> [The problem]: Count the lines in the items below that contain the string "screen". Reply with the number alone.
### Material supplied
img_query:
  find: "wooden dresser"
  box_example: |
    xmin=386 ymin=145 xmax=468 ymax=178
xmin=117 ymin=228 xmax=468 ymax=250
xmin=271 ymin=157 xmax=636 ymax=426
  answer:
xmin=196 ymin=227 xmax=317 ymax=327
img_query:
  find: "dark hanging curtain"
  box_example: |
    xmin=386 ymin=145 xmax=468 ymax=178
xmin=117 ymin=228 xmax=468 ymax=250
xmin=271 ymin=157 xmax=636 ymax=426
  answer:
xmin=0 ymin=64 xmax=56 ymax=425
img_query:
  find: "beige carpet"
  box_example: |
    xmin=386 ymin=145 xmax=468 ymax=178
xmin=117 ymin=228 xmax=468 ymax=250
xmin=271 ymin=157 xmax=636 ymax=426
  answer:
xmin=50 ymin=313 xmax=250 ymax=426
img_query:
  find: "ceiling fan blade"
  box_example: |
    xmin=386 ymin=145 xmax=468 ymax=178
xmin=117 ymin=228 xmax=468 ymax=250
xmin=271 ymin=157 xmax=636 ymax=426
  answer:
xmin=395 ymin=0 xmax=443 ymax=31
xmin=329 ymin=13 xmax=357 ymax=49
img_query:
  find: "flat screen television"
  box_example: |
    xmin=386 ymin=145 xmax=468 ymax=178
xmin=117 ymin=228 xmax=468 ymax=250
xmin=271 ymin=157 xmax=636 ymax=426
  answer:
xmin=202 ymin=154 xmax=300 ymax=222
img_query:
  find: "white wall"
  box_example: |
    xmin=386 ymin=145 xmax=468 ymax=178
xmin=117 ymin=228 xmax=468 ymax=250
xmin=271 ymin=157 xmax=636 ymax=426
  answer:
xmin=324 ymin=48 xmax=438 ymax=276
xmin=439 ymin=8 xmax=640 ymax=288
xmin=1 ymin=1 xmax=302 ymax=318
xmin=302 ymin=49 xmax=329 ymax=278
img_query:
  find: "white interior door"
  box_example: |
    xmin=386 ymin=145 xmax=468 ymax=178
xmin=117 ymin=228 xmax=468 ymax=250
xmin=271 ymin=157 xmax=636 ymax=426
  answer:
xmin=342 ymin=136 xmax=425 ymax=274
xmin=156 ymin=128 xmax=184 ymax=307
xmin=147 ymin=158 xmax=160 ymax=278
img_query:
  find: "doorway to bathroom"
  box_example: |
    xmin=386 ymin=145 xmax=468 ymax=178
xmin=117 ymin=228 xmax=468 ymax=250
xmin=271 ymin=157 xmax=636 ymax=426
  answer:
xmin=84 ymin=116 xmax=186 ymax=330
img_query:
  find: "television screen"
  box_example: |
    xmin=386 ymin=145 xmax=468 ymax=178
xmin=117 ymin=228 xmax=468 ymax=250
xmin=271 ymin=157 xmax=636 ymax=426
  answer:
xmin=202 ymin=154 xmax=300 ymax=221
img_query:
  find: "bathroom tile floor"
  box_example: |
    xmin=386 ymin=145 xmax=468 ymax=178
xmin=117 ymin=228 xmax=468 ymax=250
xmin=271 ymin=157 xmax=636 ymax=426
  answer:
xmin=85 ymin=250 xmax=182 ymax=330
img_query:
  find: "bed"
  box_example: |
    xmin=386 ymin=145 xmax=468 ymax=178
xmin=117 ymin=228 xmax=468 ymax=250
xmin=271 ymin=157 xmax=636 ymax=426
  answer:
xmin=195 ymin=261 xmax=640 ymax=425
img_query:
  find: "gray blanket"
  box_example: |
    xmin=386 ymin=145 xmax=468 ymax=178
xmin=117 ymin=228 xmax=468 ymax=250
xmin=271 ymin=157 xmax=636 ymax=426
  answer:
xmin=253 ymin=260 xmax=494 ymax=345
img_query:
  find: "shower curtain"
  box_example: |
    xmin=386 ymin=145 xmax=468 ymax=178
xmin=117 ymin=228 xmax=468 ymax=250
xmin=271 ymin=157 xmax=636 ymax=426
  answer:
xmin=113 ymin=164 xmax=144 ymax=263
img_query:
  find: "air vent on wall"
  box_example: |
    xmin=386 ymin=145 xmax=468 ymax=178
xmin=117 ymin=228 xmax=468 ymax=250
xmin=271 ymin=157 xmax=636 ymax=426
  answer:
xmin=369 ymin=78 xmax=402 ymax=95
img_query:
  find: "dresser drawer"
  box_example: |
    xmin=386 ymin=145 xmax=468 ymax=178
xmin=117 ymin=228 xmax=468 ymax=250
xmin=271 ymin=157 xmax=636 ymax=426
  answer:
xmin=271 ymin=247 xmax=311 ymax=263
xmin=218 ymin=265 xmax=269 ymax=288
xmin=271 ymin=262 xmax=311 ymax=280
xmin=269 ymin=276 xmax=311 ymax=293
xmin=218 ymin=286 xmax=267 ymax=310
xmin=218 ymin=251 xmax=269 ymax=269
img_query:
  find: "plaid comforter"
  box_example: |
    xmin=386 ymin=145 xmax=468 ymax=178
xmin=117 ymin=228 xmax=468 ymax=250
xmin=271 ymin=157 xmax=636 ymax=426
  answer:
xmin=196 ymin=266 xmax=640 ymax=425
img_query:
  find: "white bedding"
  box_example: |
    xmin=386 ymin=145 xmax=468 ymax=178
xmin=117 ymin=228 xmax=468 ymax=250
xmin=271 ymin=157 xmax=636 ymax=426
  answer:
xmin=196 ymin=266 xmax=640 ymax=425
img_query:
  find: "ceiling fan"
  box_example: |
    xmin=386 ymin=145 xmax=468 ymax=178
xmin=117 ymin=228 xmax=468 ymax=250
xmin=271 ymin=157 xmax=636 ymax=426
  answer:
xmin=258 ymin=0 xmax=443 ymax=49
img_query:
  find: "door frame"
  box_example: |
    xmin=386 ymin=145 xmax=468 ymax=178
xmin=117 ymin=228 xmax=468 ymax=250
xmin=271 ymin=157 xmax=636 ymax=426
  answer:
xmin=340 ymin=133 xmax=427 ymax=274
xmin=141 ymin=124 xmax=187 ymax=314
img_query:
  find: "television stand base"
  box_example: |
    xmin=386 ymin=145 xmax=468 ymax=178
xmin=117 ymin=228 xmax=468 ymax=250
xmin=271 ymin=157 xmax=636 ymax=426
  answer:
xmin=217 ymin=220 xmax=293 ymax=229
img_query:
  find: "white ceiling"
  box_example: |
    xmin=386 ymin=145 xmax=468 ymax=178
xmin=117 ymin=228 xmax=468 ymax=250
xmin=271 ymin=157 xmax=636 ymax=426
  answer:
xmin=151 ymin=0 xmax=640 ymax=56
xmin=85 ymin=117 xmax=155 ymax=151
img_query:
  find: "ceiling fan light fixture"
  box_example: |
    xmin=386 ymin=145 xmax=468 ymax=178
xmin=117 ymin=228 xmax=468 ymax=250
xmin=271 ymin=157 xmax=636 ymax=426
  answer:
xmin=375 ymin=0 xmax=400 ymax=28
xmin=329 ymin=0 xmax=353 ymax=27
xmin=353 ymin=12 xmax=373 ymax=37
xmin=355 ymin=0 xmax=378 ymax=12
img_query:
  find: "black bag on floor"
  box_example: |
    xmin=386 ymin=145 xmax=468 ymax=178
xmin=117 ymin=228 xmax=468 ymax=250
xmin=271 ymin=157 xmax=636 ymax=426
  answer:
######
> [Task output]: 2